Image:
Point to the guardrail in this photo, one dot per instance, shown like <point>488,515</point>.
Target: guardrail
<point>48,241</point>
* * *
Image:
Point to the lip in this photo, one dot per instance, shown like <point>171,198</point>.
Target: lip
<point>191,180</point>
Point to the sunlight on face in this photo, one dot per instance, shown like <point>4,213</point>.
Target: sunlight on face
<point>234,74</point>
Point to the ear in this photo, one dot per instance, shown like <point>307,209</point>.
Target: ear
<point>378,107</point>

YOUR TASK: Render the lines from the one containing "Point to the ear" through the one containing "<point>378,107</point>" as a Markdown table with the columns No. and Line, numbering each line and leaving out any blank lines.

OUTPUT FOR THIS EXERCISE:
| No. | Line |
|---|---|
| 1 | Point to the ear in this photo, one dot per instance, shown like <point>307,209</point>. |
| 2 | Target: ear |
| 3 | <point>378,107</point> |